____ EXTRACTED TEXT

Mate (foaled 1928 in Kentucky) was an American Thoroughbred racehorse best known for winning the 1931 Preakness Stakes.

Background
From modest parentage, Mate was bred and raced by Albert C. Bostwick, Jr., whose grandfather was a founding partner of Standard Oil. Mate was trained by Jim Healy and had to race against very strong opponents in 1930 and 1931 when he was part of what the Chicago Tribune newspaper called the "big four"  in racing which included Twenty Grand, Jamestown, and Equipoise.

Racing career

United States
At age two, Mate won several races including two from the most important for his age group, the Breeders' Futurity Stakes and the Champagne Stakes. The following year, in what was the first leg of the 1931 U.S. Triple Crown series, on May 9 Mate beat Twenty Grand to win Preakness Stakes while equaling the stakes record. That year's Kentucky Derby was then run on May 16 and won by Twenty Grand with Mate finishing third behind runner-up, Sweep All. He did not run in the Belmont Stakes but went on to win the prestigious American Derby in Chicago and beat Twenty Grand for the second time while winning the Arlington Classic in which he set a new Arlington Park track record of 2:02 2-5 for 1¼ miles on dirt.

________

Reproduce the passage on the racehorse Mate from "Racing career" up to and including "miles on dirt.", swapping every occurrence of "Twenty Grand" for "Gallant Fox".

____ RECORDED DATA

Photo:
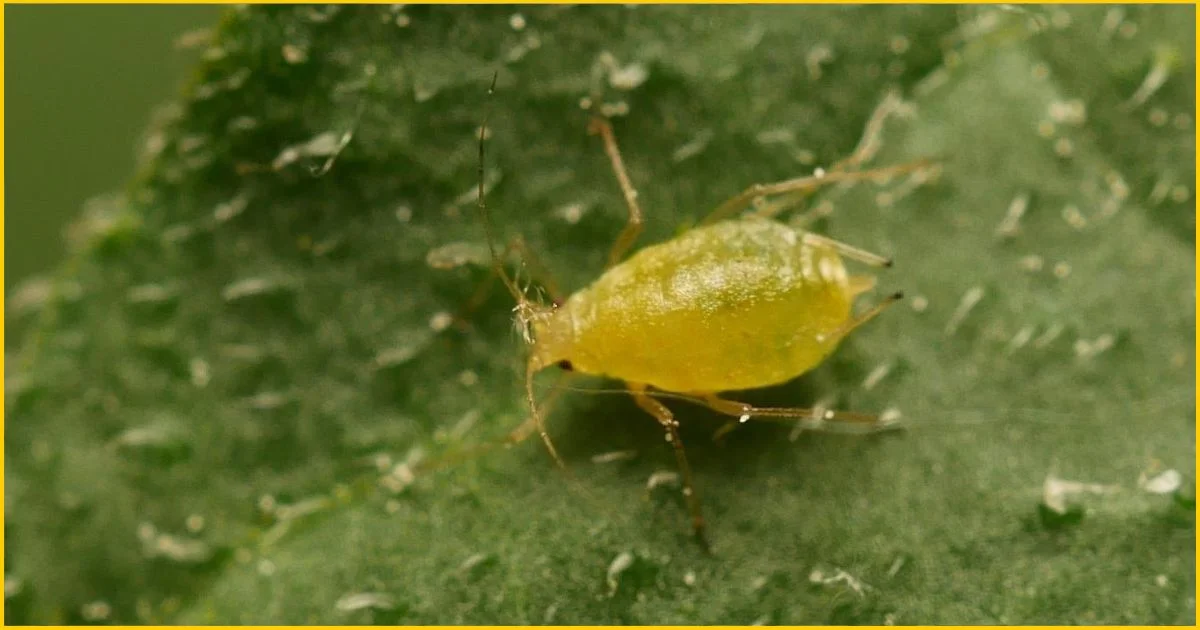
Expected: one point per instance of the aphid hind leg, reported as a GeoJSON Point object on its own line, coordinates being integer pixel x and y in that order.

________

CORRECT RESPONSE>
Racing career

United States
At age two, Mate won several races including two from the most important for his age group, the Breeders' Futurity Stakes and the Champagne Stakes. The following year, in what was the first leg of the 1931 U.S. Triple Crown series, on May 9 Mate beat Gallant Fox to win Preakness Stakes while equaling the stakes record. That year's Kentucky Derby was then run on May 16 and won by Gallant Fox with Mate finishing third behind runner-up, Sweep All. He did not run in the Belmont Stakes but went on to win the prestigious American Derby in Chicago and beat Gallant Fox for the second time while winning the Arlington Classic in which he set a new Arlington Park track record of 2:02 2-5 for 1¼ miles on dirt.